(Page text)
^^^^^^^^^^^^^^^^
THE deliberations on a national security policy being held under the aegis of the interior ministry in Islamabad today will bear fruit only if the truth is faced squarely and without reservations and there is no lack of will to take courageous steps, particularly in Balochistan.

Once again the need for a new, rational and efficient security framework has been highlighted by organised massacres in Balochistan, of which last Saturday’s bloodbath is the latest example. Much has been said about the activities of the banned outfit that has claimed responsibility for the attack on the girl students and the medical complex but quite a few questions are yet to be answered.

It is important to find out as to how the militants were able to carry their arms into the Bolan hospital complex, and one hopes the information gleaned from the sole member of the group of attackers captured alive will not be suppressed. But a more important issue is the freedom enjoyed by a Punjab-based organisation to continue its murderous activities in Balochistan. The presence of its armed bands in Quetta is no secret and the local officials have often complained of the support these militants receive from their superiors in Punjab.

No effort to end their rule by terror, or even to contain them, will therefore succeed unless it is backed by the Punjab government. The latter may have to dispel the impression, even if it is wrong, that it will not proceed against a terrorist organisation based on its territory so long as it carries out its sanguinary operations outside its provincial domain.

The authorities meeting in Islamabad today may also reflect on the apparent nexus between the reign of terror in Balochistan and the mushroom growth of religious seminaries in that province. Few people in Balochistan or outside dispute the role these institutions have played in destroying the community’s traditions of tolerance and rejection of sectarian violence.

There is no need to enter a debate on the madressah curricula because the conduct of the indoctrinated young men produced by them is on record. It is no secret either that these mostly foreign-funded seminaries are used as safe havens by well-trained militias. The need to clean up the hotbeds of militancy cannot forever be ignored. Speaking in the National Assembly the other day, Interior Minister Nisar Ali Khan posed some questions to which he perhaps knew the answers as well. There is no mystery about the terrorists’ operations in spite of the heavy deployment of security forces and a network of checkposts in Quetta and elsewhere in Balochistan. Either the law-enforcing personnel are thoroughly incompetent or they are accomplices of terrorists.
^^^^^^^^^^^^^^^^
(Using the information)
1. Summarize the editorial on security in Balochistan in two sentences.
2. According to the editorial on security in Balochistan, under whose aegis are the national security deliberations being held?
3. Write the next portion of the editorial on security in Balochistan, beginning after its final sentence.
The records that follow are separate material and are unrelated to the editorial on security in Balochistan.
^^^^^^^^^^^^^^^^
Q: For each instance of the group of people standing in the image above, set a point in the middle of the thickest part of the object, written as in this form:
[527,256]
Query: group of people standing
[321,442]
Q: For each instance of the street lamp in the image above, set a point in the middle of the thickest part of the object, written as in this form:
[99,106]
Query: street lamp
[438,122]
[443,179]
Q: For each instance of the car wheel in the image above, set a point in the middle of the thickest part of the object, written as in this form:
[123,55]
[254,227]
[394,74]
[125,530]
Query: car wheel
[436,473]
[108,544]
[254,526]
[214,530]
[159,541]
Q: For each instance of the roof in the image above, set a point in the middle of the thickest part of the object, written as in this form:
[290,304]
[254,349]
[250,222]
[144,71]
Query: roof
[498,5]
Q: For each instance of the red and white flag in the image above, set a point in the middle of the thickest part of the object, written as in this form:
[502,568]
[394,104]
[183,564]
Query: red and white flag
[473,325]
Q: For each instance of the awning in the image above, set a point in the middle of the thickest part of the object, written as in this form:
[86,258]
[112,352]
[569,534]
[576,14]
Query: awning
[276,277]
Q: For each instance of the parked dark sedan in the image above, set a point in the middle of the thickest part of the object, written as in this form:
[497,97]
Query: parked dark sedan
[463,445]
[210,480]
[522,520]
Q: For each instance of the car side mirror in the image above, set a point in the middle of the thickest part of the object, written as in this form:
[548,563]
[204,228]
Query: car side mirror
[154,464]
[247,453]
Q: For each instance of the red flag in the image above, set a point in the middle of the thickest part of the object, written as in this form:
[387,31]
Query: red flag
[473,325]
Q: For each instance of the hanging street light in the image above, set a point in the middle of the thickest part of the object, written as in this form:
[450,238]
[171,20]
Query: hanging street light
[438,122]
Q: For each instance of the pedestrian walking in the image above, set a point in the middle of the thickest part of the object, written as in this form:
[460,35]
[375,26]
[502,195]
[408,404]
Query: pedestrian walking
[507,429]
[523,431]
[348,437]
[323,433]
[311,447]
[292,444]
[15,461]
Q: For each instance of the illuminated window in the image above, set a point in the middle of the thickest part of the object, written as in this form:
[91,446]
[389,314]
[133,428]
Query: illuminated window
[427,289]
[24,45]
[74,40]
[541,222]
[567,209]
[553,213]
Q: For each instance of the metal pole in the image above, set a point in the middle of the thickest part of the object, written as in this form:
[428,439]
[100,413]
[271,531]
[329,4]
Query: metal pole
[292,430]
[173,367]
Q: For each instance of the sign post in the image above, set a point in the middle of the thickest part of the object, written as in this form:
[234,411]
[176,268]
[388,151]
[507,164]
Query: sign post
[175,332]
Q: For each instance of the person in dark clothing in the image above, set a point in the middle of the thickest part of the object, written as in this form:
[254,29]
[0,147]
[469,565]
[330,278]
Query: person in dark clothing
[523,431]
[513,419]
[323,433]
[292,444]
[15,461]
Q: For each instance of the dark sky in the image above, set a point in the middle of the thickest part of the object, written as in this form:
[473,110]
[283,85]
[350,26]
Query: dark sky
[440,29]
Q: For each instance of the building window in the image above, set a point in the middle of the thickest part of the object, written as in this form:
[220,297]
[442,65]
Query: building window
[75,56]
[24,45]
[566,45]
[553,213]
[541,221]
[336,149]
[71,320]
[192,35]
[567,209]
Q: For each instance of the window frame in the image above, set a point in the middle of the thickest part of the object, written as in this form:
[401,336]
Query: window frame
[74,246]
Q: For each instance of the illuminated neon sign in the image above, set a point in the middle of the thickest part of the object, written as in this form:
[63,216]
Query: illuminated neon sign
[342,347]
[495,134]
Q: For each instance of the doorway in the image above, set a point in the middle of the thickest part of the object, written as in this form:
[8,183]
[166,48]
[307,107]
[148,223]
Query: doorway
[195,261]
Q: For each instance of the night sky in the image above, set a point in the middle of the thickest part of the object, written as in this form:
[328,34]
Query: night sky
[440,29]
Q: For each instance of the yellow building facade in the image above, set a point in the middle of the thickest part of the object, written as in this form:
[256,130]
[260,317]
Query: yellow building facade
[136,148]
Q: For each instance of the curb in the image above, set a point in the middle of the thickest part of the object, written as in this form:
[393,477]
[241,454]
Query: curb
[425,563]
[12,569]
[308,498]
^^^^^^^^^^^^^^^^
(Numbered responses)
1. The editorial on security in Balochistan argues that the national security deliberations in Islamabad will bear fruit only if the truth is faced squarely and courageous steps are taken, particularly in Balochistan, where organised massacres such as last Saturday's bloodbath have highlighted the need for a new security framework. It holds that no effort against the Punjab-based militant organisation operating there will succeed without the Punjab government's backing, and it also points to the growth of religious seminaries and asks whether law-enforcement personnel are incompetent or accomplices of terrorists.

2. They are being held under the aegis of the interior ministry in Islamabad.

3.
Many people have clear views on the subject. For instance, there was no ‘either or’ in Mehmood Khan Achakzai’s speech. He was dead right when he declared that if the ‘establishment’ could not be reined in — and he generously gave two years for this task to be accomplished — parliament would lose its justification.

The demand for reining in the security forces, especially the intelligence agencies, has been before the political leaders of the country for at least a quarter of a century. The study done by retired Air Marshal Zulfiqar Khan under (the then) prime minister Benazir Bhutto’s instructions over two decades ago has never seen the light of day.

The commission of 2010, comprising three retired judges, that was set up to probe the cases of enforced disappearance, made a forthright plea for the intelligence agencies to be reined in through a comprehensive legislation. The one man-commission of Justice Saqib Nisar of the Supreme Court, that probed journalist Saleem Shahzad’s murder, also pleaded for a definite law to regulate the work of secret services, for making their activities at least legal.

Chaudhry Nisar Ali will find in the reports of these commissions much valuable support for his resolve to re-establish law and order in this unfortunate state of Pakistan. Maybe he can use his authority to arrange for parliamentarians’ access to these reports, even if keeping the ordinary citizens ignorant is essential for the security of the state.

But terrorism and anarchy in Balochistan cannot be viewed in isolation from the political crisis that nobody is talking about. The country’s much-maligned civil society has pointed out more than once that Balochistan was denied the elected civilian authority’s accession to power in 2008, to the extent this was possible in the rest of the country. The new federal government as a whole, and the interior ministry in particular, must ensure that no force or institution can now override the authority of the elected government of Balochistan.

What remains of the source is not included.